> **Your goal**: Without adding or dropping anything, copy the entries below.

> **Data in this exercise**:
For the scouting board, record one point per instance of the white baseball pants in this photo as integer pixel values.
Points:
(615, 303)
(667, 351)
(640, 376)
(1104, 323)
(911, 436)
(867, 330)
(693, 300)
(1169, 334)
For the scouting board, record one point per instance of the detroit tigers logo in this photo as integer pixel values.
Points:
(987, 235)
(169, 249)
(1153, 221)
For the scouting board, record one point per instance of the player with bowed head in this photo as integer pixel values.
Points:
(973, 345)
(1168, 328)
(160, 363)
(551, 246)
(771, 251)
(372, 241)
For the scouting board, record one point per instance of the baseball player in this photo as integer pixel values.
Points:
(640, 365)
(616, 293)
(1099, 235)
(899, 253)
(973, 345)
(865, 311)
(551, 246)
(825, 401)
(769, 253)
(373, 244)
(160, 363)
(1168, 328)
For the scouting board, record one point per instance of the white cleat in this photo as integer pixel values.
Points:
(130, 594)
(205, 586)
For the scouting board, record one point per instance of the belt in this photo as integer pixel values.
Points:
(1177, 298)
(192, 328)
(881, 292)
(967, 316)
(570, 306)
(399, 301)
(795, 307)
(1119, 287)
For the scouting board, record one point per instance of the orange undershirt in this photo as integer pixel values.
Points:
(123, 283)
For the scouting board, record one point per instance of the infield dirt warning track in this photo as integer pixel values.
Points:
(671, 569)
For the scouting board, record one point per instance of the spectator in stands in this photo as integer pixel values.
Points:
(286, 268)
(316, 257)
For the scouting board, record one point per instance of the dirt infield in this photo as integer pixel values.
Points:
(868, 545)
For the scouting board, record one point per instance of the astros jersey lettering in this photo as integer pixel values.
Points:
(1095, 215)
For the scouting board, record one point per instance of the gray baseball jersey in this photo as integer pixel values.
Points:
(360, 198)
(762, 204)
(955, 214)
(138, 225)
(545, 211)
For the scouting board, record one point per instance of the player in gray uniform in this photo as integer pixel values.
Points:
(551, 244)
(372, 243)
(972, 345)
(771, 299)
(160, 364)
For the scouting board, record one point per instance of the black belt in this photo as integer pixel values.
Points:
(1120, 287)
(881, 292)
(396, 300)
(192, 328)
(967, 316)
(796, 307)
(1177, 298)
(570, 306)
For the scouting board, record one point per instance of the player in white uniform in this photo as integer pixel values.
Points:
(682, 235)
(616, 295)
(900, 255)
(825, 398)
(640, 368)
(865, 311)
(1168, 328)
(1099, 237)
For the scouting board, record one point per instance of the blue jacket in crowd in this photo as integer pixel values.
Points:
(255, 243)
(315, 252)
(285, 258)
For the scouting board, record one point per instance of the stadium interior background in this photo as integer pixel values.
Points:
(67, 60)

> **Finished task**:
For the scouting board, record one point per instance of the white baseball pants in this photo as integer pixel values.
Points:
(615, 303)
(667, 351)
(640, 376)
(1104, 323)
(911, 436)
(867, 330)
(693, 300)
(1169, 334)
For the scouting board, record one point per instance of the detroit tigers logo in this photo as integer pixel values.
Points:
(987, 235)
(169, 249)
(1153, 221)
For the scouting board, record one point per instance of the player with bowed head in this photo as integer pixel values.
Points:
(973, 345)
(1168, 328)
(160, 363)
(551, 246)
(771, 251)
(372, 241)
For the scouting board, record one point per instance of the baseball player in this photo as integer pixel values.
Points:
(640, 365)
(616, 293)
(1099, 235)
(899, 253)
(973, 345)
(865, 311)
(551, 246)
(825, 401)
(769, 253)
(373, 244)
(160, 363)
(1168, 328)
For the scouting board, record one point per instance of the white cleat in this photo as integer pixel values.
Points:
(130, 594)
(205, 586)
For the scouting board, record one point per instance of the belt in this photo as integer pixel values.
Points:
(1177, 298)
(192, 328)
(881, 292)
(967, 316)
(570, 306)
(399, 301)
(795, 307)
(1119, 287)
For the scouting board, record one point per instance of the orange undershirt in this photo as integer pixel values.
Points:
(123, 283)
For the scouting board, record one point per instance of the infield dirt warning track in this photo as integer pixel values.
Points:
(671, 569)
For the scouting board, record one point per instance of the spectator in stands in this photo as integer pixel values.
Points:
(286, 268)
(316, 257)
For the scouting board, record one point per instance of the dirt infield in this photo as integer pixel values.
Points:
(868, 545)
For the scouting board, record one point per instance of the astros jersey lettering in this photo as integer pixel values.
Points:
(1095, 215)
For the scouting board, record one point per instance of the gray baseball jersey in this photo as integer pixel values.
Points:
(360, 198)
(762, 204)
(955, 214)
(138, 225)
(545, 211)
For the scouting board, record one point per instance of the player in gray uniform in this photo as integer pixel values.
Points:
(551, 244)
(372, 243)
(972, 345)
(771, 299)
(160, 364)
For the scouting board, record one point per instance of the black belt in this photo as integer pixel values.
Points:
(1120, 287)
(881, 292)
(396, 300)
(192, 328)
(967, 316)
(796, 307)
(1177, 298)
(570, 306)
For the scouting board, record one point per instance of the player in white uniform in this photo as integer pixel values.
Points:
(682, 235)
(616, 295)
(900, 255)
(825, 398)
(640, 368)
(865, 311)
(1168, 328)
(1099, 237)
For the scouting board, record one point per instance of the blue jacket in crowd in this photo as integer pixel values.
Points:
(255, 243)
(315, 252)
(285, 258)
For the scouting board, record one point per instance of the stadium interior background in this photo as integer pixel values.
Points:
(67, 60)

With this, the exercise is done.